I was lucky to be the only girl.  Daddy had a tendency to put women on a pedestal.  I was treated a little more gently, a little more indulgently, than my brothers.  Nevertheless, I was expected to meet certain standards.  Most importantly, I was expected to act like a lady.  Ladies didn’t slump.  A lady stood up straight, even if she was the tallest person in the class.  Ladies didn’t use crude language.  Daddy scolded me once for saying, “Oh, crud.”  And heaven forbid that a woman should use a toothpick in public! 

My father, Bill Kimbrough, 1923-2010.
         I wasn't spoiled.  We didn’t have the money for that.  But I do remember one extravagance.  I was 14 years old and my first formal dance was coming up.  I had nothing to wear.  A few days before the dance, Daddy came back from Dallas with a beautiful dress he had bought for me at the Sanger-Harris store there.  Sanger-Harris!  Dallas!  In Odessa, JC Penney was the norm, so this was a special dress indeed.  The dance was one of those miserable adolescent events that most of us have experienced.  The boys milled around on one side of the dance floor, while the girls spent most of their time in the ladies’ room talking about the boys.  I was asked to dance only once that night, by our pastor’s son, and I’m pretty sure his mother put him up to it.  But inside, I felt like a princess.  I was wearing the beautiful dress from Sanger-Harris. 

My father was a lawyer.  He had a storefront office across from the courthouse that he shared with his law partner and best friend, Buddy Rogers.  I've heard people compare him to Atticus Finch, the lawyer in To Kill a Mockingbird, and there are some similarities.  He was a lawyer in a smallish town in the South, a widower raising his young children by himself.  He valued books, education, and character more than expensive cars or clothes.  He was a man of few words, but he meant what he said.  In a place and time when the "n" word was in common usage, we were taught that everyone is worthy of respect.  

Daddy seemed to know a little bit about everything, and a lot about quite a few things.  He was always reading.  He could quote Shakespeare and poets (William Blake was a favorite), but he enjoyed less serious books, too, like the Lord of the Rings series. He also got a kick out of the parody of the series, Bored of the Rings. He tried to hide it from us (he didn’t think it was suitable for children), but we found it and read it anyway.

Information shown
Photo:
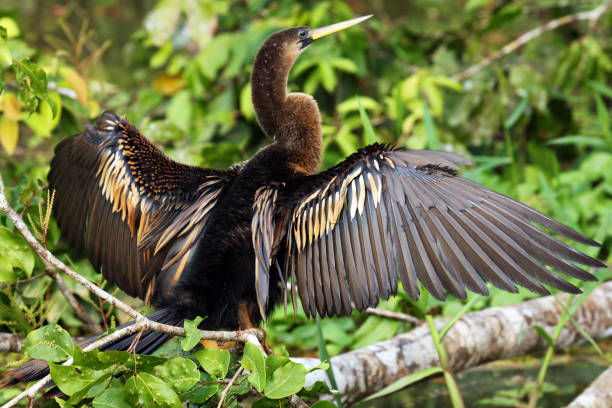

Complete the following
[1] Reproduce the passage about the narrator's father word for word, starting with "I was lucky" and going on through "Bill Kimbrough, 1923-2010.".
[2] Continue the recollection of the narrator's father with the next part, beginning right after its final sentence.

Responses for each task
[1]
I was lucky to be the only girl.  Daddy had a tendency to put women on a pedestal.  I was treated a little more gently, a little more indulgently, than my brothers.  Nevertheless, I was expected to meet certain standards.  Most importantly, I was expected to act like a lady.  Ladies didn’t slump.  A lady stood up straight, even if she was the tallest person in the class.  Ladies didn’t use crude language.  Daddy scolded me once for saying, “Oh, crud.”  And heaven forbid that a woman should use a toothpick in public! 

My father, Bill Kimbrough, 1923-2010.

[2]
 He was always learning, always ready to try his hand at something new.  Over the years his interests included dirt biking and needlepoint, martial arts and mysticism, gardening and Civil War history.  He loved guns and was an award winning sharpshooter, but he had no interest in hunting animals.  He had an active mind.  Even in his last few years of life, he was studying Spanish, swimming, attending a book club, and taking guitar lessons. 


Daddy was an alcoholic.  But at the time of his death he had been sober for some 40 years.  He attended AA meetings at least once a week during those years.  Maybe the AA’s emphasis on a Higher Power led to his lifelong search for spiritual truth.  He read everything from the ancient Chinese wisdom of the Tao Te Ching to New Age religious thinkers, looking for something he could believe in. 

He had a keen interest in history.  Every Sunday after church we would go out to eat, and over lunch he and my older brother Tom would engage in earnest discussions about the Civil War.  If I had paid more attention back then, I would know a lot more about it now. 

 No matter what our financial situation was, and it was usually precarious, we always took the annual family road trip.   In Yellowstone Park we watched from the safety of the station wagon as a bear knocked open the ice chest and ate up all our food.  We tramped across Custer’s battlefield in Montana.  We gazed up at Mt. Rushmore and saw herds of buffalo in the Badlands of South Dakota.  We drove up Pike’s Peak in Colorado.  Daddy taught me how to fish in a Rocky Mountain stream.  I still remember how excited I was that I caught more fish than my brothers that day.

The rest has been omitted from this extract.